(Stored data)

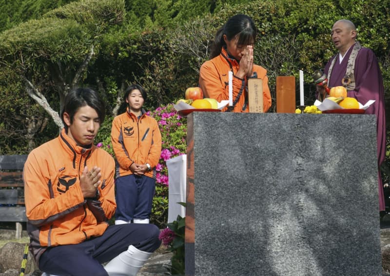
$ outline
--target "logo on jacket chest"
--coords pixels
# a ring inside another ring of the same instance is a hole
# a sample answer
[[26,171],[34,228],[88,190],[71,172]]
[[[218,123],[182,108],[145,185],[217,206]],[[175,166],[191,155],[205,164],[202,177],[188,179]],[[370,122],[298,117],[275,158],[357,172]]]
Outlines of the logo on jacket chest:
[[134,127],[125,127],[123,128],[123,133],[128,136],[131,136],[134,134]]
[[57,184],[57,191],[61,194],[65,193],[69,189],[69,187],[76,183],[77,178],[65,175],[58,178]]

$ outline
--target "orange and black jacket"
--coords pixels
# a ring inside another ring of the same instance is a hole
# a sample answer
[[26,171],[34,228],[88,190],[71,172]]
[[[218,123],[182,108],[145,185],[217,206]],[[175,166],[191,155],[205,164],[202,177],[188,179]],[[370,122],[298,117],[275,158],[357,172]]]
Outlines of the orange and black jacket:
[[[85,199],[80,176],[85,166],[101,168],[98,199]],[[76,145],[63,129],[58,137],[33,150],[23,181],[30,250],[38,263],[48,247],[79,243],[101,236],[115,213],[114,158],[92,145]]]
[[[247,79],[235,76],[239,69],[237,60],[230,58],[222,47],[221,54],[206,61],[200,67],[199,86],[205,98],[212,98],[218,102],[229,100],[229,72],[233,73],[233,95],[234,112],[249,112],[247,102]],[[254,75],[263,80],[263,109],[267,112],[271,106],[271,95],[268,87],[267,70],[258,65],[253,65]]]
[[161,153],[161,134],[157,121],[145,110],[138,118],[129,111],[114,119],[111,142],[118,166],[116,177],[132,174],[133,163],[149,164],[153,169],[144,175],[156,179],[156,166]]

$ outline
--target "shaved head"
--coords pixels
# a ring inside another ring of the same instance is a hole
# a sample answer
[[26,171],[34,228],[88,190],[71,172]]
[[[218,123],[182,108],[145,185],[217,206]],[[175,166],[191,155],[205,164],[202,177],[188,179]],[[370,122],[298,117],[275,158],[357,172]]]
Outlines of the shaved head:
[[336,21],[331,32],[332,41],[342,55],[355,43],[356,35],[355,24],[346,19]]

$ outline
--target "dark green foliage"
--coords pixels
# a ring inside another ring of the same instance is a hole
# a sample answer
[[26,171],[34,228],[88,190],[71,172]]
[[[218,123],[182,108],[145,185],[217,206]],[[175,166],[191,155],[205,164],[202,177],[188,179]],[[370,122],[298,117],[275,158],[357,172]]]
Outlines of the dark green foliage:
[[0,32],[76,0],[0,0]]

* _What you need to do_
Drop the images and quote the entries word for word.

* _Result below_
$ outline
--target "logo on jacket chest"
--coords pixels
# a ring inside another ring of the same instance is a hole
# a sample answer
[[26,171],[34,228],[88,190],[71,172]]
[[[218,123],[182,108],[145,185],[217,206]],[[175,166],[191,155],[205,164],[202,177],[188,179]],[[370,122],[298,117],[275,158],[357,172]]]
Outlines of the logo on jacket chest:
[[134,127],[125,127],[123,128],[123,133],[128,136],[131,136],[134,134]]
[[57,184],[57,191],[61,194],[65,193],[69,189],[69,187],[76,183],[77,178],[65,175],[58,178]]

$ outline
--target "orange and black jacket"
--coords pixels
# a ring inside another ring of the same instance is a hole
# a sample answer
[[26,171],[34,228],[88,190],[71,172]]
[[[218,123],[182,108],[145,185],[217,206]],[[175,166],[191,155],[205,164],[202,177],[188,179]],[[370,122],[298,117],[275,158],[357,172]]]
Outlines of the orange and black jacket:
[[[85,199],[80,176],[85,166],[101,168],[98,199]],[[76,145],[63,129],[58,137],[33,150],[23,181],[30,250],[38,263],[48,247],[79,243],[101,236],[115,213],[114,158],[92,145]]]
[[[247,79],[235,76],[239,69],[237,60],[230,58],[222,47],[221,54],[206,61],[200,67],[199,86],[205,98],[212,98],[218,102],[229,100],[229,72],[233,73],[233,95],[234,112],[249,112],[247,102]],[[254,75],[263,80],[263,109],[267,112],[271,106],[271,95],[268,87],[267,70],[258,65],[253,65]]]
[[161,153],[161,134],[157,121],[145,110],[138,118],[129,111],[114,119],[111,142],[118,166],[116,177],[132,174],[133,163],[149,164],[153,169],[144,175],[156,179],[156,166]]

$ outline
--target "shaved head"
--coords pixels
# a ring inside another ring of the same instance is a hole
# a sample answer
[[26,171],[34,228],[88,190],[71,172]]
[[[218,123],[182,108],[145,185],[217,206]],[[175,166],[191,155],[205,164],[202,177],[188,179]],[[370,122],[298,117],[275,158],[357,172]]]
Outlines of the shaved head:
[[336,21],[331,32],[332,41],[342,55],[355,43],[356,35],[355,24],[346,19]]

$ outline
--target "dark green foliage"
--coords pixels
# a ring inside another ring of the same instance is a hole
# a sample answer
[[26,171],[34,228],[88,190],[71,172]]
[[[218,123],[182,108],[145,185],[217,206]],[[175,166],[191,155],[205,164],[202,177],[188,179]],[[370,122],[298,117],[275,158],[357,172]]]
Outlines of the dark green foliage:
[[0,32],[76,0],[0,0]]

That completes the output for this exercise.